**TASK TO COMPLETE**
Retype each record below word for word, pictures excluded.
*** Block opens ***
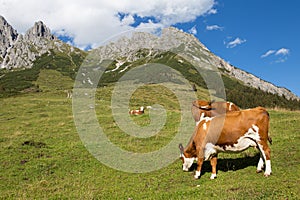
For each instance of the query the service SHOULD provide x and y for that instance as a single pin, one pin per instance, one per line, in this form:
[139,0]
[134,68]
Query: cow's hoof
[266,174]
[213,176]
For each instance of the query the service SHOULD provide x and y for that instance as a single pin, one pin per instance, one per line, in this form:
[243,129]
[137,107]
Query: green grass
[42,156]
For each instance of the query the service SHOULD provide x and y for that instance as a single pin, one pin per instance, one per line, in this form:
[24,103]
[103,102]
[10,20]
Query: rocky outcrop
[8,36]
[186,45]
[19,51]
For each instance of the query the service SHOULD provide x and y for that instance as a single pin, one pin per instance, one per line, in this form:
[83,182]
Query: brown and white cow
[202,109]
[137,112]
[233,132]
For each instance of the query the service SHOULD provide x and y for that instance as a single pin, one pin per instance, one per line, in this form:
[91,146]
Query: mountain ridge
[20,51]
*** Block closes ***
**RESULT OF THIS EXERCISE**
For each instance of the query the service SHOULD provide x and y for that instance as a single pin, one pin per instance, one per line, in this form:
[139,0]
[134,68]
Query: cow's hoof
[266,174]
[213,176]
For each instance of the query the service SHOULD provide x and y for that instance as a single pin, one pin per instance, one per line, in this form:
[243,129]
[137,107]
Query: green grass
[42,156]
For each instance of the query the service SHOULD provide x and y for that instance as a single pin, one pin per instance, one per line, in this form:
[24,103]
[103,102]
[10,20]
Query: rocky outcrop
[8,36]
[186,45]
[19,51]
For each instance of the query the service SHOULD provide x and y for that instance as a single pin, one pin per instance, one per line, in this form:
[83,182]
Query: brown and white cow
[202,109]
[137,112]
[233,132]
For each instance of the query the service SHOULD provide x and y for that instance as a single pin, one pin per instance, one per line, in this form:
[91,146]
Query: mountain ridge
[20,51]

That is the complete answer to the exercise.